▶ **Exercise 1**
In the forum thread about the Sirius channel lineup, give the passage from "## cpufixer1" to "I'm out too." again, switching "upset" to "disappointed".
▶ **Exercise 2**
In the forum thread about the Sirius channel lineup, what channel does Tinymon give for E Street Radio?
▶ **Exercise 3**
Carry on the forum thread about the Sirius channel lineup from its last sentence.

▶ **Document segment**
____________________

I cant' find E Street Radio...

Anyone?


----------



## Tinymon

jungleland said:


> I cant' find E Street Radio...
> 
> Anyone?


Channel 10


----------



## Tinymon

Sorry if this has been posted before in this thread...Here's the new Sirius channel lineup...

http://www.sirius.com/pdf/channelguide.pdf


----------



## jungleland

Tinymon said:


> Channel 10


I know what channel E street radio is on actual sirius radio. I'm talking about XM radio via Directv....


----------



## cpufixer1

I am too a Sirius subsciber and I'm very upset over the channel line-up. BPM is the "The Beat", there is not backspin and old school. The reason I subscribe is to hear music that I can not get on the radio. After Stern's contract is over, I'm out too.


----------



## JMII

cpufixer1 said:


> The reason I subscribe is to hear music that I can not get on the radio.


Same here. That's why I'm so bummed over the loss of Backspin and the very limited Electronic/Dance selections, guess nobody at Sirius has given a listen to http://www.di.fm/

Now that Pandora is available on the iPhone its slowly looking like internet radio might be the way to go. Just wish the quality was better. I've already got an iPod but I want to hear some new stuff every now and then. Plus I'd have to spend thousands to get my ultimate playlist... in comparison $13 a month is downright cheap for unlimited music in my car, house and streaming at work.

____________________

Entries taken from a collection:
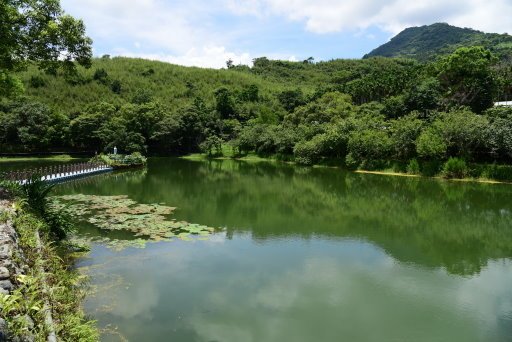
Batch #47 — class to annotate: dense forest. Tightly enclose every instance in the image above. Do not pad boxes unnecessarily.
[0,25,512,178]
[364,23,512,61]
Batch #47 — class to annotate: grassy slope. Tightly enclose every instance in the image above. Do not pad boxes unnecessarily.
[17,57,316,113]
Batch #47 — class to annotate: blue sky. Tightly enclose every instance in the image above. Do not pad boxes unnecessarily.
[61,0,512,68]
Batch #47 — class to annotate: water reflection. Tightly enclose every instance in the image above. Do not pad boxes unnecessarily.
[62,158,512,275]
[81,237,512,342]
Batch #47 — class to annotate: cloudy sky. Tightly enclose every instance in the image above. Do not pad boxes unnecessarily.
[61,0,512,68]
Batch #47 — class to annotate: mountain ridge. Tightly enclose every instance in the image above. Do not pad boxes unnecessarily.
[363,23,512,61]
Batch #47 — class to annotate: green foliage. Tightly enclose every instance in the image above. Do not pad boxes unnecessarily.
[294,134,327,165]
[348,129,392,163]
[407,159,420,175]
[0,210,99,342]
[391,114,425,160]
[437,46,497,113]
[215,87,236,119]
[0,0,92,96]
[365,23,512,61]
[199,135,223,157]
[91,152,147,168]
[443,158,469,178]
[19,175,73,240]
[277,89,306,112]
[0,43,512,178]
[416,127,448,160]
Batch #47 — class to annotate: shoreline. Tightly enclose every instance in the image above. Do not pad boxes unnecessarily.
[178,153,512,185]
[0,153,512,185]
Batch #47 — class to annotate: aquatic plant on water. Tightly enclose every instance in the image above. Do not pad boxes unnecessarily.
[52,194,215,248]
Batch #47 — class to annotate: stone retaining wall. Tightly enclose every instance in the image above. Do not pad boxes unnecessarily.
[0,200,33,342]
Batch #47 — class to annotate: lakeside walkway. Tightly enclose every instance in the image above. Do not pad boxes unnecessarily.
[2,163,114,184]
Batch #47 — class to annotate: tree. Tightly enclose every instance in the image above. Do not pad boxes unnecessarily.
[0,101,68,151]
[391,114,423,160]
[215,87,236,119]
[277,88,306,112]
[437,46,497,113]
[92,68,108,84]
[0,0,92,96]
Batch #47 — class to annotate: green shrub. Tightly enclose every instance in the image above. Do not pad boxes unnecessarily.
[293,134,326,165]
[443,158,469,178]
[478,164,512,181]
[420,160,443,177]
[407,159,420,175]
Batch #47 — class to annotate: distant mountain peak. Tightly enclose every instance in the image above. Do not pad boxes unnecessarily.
[363,23,512,61]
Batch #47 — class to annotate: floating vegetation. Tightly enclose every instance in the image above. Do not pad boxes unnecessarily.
[52,194,218,249]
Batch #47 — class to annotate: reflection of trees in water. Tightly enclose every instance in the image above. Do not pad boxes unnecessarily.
[61,159,512,274]
[151,161,512,274]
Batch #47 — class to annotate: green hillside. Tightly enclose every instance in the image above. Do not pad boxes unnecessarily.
[364,23,512,61]
[20,57,419,114]
[0,41,512,179]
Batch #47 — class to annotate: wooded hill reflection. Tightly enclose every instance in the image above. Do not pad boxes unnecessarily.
[58,158,512,275]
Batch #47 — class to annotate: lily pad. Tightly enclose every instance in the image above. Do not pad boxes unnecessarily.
[52,194,219,249]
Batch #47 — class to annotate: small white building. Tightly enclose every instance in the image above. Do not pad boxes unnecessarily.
[494,101,512,107]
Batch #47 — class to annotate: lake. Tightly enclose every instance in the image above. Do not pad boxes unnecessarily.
[31,158,512,342]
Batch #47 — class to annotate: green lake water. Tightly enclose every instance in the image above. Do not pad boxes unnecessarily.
[9,158,512,342]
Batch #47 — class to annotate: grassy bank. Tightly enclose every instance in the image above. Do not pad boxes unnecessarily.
[0,187,99,342]
[0,154,83,163]
[182,150,512,184]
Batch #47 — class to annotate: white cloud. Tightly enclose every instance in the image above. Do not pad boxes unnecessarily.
[62,0,252,68]
[61,0,512,68]
[226,0,512,33]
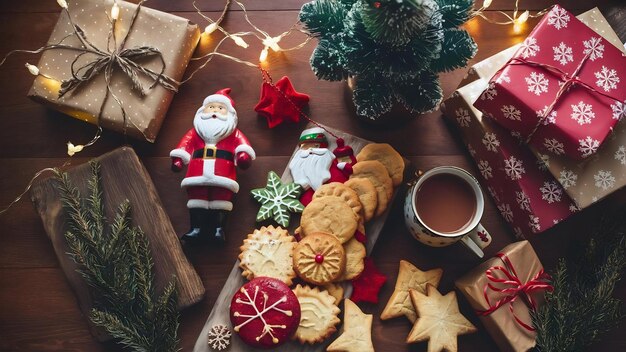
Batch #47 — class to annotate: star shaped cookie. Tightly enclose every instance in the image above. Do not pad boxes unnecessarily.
[326,299,374,352]
[406,284,476,352]
[380,260,443,323]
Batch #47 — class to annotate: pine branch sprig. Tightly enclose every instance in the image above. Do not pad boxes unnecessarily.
[57,162,179,352]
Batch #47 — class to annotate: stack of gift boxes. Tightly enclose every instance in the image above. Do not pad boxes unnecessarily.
[442,5,626,237]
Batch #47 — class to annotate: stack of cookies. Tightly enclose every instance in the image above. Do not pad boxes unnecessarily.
[231,144,404,351]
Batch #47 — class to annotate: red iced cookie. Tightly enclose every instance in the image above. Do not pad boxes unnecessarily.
[230,277,300,348]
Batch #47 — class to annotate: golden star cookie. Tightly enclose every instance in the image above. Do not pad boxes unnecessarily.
[344,178,378,221]
[293,232,346,285]
[380,260,443,323]
[300,197,359,243]
[326,299,374,352]
[352,160,393,216]
[239,226,296,286]
[356,143,404,187]
[406,284,476,352]
[293,285,341,344]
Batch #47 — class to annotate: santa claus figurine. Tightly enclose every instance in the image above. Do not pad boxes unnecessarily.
[170,88,256,241]
[289,127,348,205]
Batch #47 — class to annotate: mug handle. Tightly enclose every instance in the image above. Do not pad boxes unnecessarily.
[461,224,491,258]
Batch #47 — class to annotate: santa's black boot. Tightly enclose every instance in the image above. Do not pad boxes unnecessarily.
[180,208,211,242]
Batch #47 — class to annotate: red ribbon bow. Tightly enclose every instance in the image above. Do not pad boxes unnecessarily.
[476,253,554,331]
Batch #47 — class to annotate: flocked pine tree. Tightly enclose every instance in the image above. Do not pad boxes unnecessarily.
[300,0,476,120]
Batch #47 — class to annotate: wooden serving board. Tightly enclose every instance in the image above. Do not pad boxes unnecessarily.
[30,147,205,341]
[193,124,410,352]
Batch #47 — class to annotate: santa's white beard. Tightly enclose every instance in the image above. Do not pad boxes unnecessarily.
[289,148,335,190]
[193,107,237,144]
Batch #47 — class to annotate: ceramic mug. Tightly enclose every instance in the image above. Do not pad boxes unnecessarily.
[404,166,491,258]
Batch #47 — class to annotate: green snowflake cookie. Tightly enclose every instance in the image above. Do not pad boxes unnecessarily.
[251,171,304,227]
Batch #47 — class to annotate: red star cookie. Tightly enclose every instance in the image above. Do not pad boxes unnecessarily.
[350,257,387,303]
[254,76,309,128]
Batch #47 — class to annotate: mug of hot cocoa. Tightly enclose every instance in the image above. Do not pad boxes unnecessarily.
[404,166,491,258]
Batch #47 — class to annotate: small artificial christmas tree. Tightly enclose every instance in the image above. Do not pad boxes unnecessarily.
[300,0,477,120]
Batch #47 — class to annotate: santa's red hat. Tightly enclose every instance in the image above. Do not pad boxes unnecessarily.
[202,88,235,112]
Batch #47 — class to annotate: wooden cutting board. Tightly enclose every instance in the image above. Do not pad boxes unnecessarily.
[193,125,411,352]
[30,147,205,341]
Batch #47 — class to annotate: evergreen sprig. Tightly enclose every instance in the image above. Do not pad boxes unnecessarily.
[57,161,178,352]
[532,216,626,352]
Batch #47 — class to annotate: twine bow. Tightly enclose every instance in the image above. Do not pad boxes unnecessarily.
[496,52,620,143]
[476,253,554,331]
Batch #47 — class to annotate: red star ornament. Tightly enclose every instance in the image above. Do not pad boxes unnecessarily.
[350,257,387,303]
[254,76,309,128]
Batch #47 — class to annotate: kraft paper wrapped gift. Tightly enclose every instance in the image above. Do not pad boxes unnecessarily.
[455,241,548,352]
[28,0,200,142]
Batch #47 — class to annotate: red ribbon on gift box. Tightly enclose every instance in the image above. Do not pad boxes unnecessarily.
[494,52,621,144]
[476,253,554,331]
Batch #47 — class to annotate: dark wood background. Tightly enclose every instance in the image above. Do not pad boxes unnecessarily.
[0,0,626,351]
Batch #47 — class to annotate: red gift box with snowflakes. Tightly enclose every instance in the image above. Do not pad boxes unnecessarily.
[441,78,578,238]
[474,5,626,160]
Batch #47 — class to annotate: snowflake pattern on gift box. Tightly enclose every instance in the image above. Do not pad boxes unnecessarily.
[520,37,541,59]
[480,82,498,100]
[478,160,493,180]
[593,170,615,191]
[535,105,557,126]
[593,65,619,92]
[583,37,604,61]
[498,204,513,223]
[524,72,549,95]
[548,7,570,30]
[483,132,500,153]
[611,100,626,120]
[570,100,596,126]
[504,156,526,181]
[615,145,626,165]
[543,138,565,155]
[539,181,563,204]
[515,191,530,211]
[500,105,522,121]
[552,42,574,66]
[454,108,470,127]
[559,169,578,189]
[578,136,600,158]
[528,215,541,233]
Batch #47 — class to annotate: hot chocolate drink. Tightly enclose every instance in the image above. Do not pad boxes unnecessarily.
[415,173,477,234]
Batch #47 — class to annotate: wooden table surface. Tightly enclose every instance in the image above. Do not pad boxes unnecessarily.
[0,0,626,351]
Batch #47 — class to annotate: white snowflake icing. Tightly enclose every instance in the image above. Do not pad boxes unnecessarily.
[539,181,563,204]
[454,108,470,127]
[504,156,526,181]
[559,169,578,189]
[520,37,541,59]
[528,215,541,233]
[478,160,493,180]
[524,72,549,95]
[615,145,626,165]
[500,105,522,121]
[611,100,626,120]
[593,170,615,191]
[515,191,530,211]
[498,204,513,222]
[233,286,292,343]
[570,100,596,125]
[583,37,604,61]
[593,65,619,92]
[496,72,511,84]
[480,82,498,100]
[552,42,574,65]
[578,136,600,158]
[208,325,232,351]
[483,132,500,153]
[543,138,565,155]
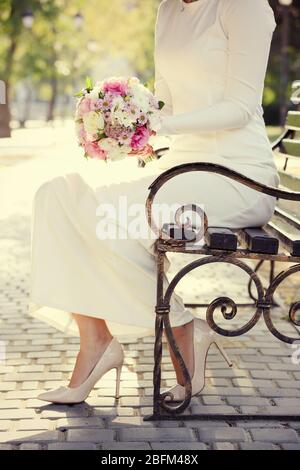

____________________

▶ **Reply 1**
## cpufixer1

I am too a Sirius subsciber and I'm very disappointed over the channel line-up. BPM is the "The Beat", there is not backspin and old school. The reason I subscribe is to hear music that I can not get on the radio. After Stern's contract is over, I'm out too.

▶ **Reply 2**
Channel 10

▶ **Reply 3**
----------



## jtb50

I lost both channels i listened to most, Buzzsaw and the Vault. Howard Stern is not worth 21.00 a month.


----------



## ajc68

deadrody said:


> Well, I withheld judgement until now. They are officially trying to screw satellite radio users. When you match the other channels like the Grateful Dead channel, and withhold O&A and Howard Stern for additional unnecessary "Best of" subscription fees, they are blatantly ripping off customers. Pricks.


Just out of curiosity, how does a company that's losing money screw its users? I'm sure they charge a little extra for the "Best of" packages because they spent a lot of money to carry that stuff exclusively and it's a way of recouping some of it. The exclusive artist channels also bring in a revenue that just spinning music doesn't. Yet, they are still losing money and trying to keep the ship afloat. What else can they do at this point. That's why they merged in the first place. It's only been a week with the new lineup and people haven't even given them a chance to get things sorted out.

I personally want to see Satellite Radio succeed. FM is dead to me and I love the fact that I can get commercial free music, along with the Talk/News and Sports stuff that isn't available over the air.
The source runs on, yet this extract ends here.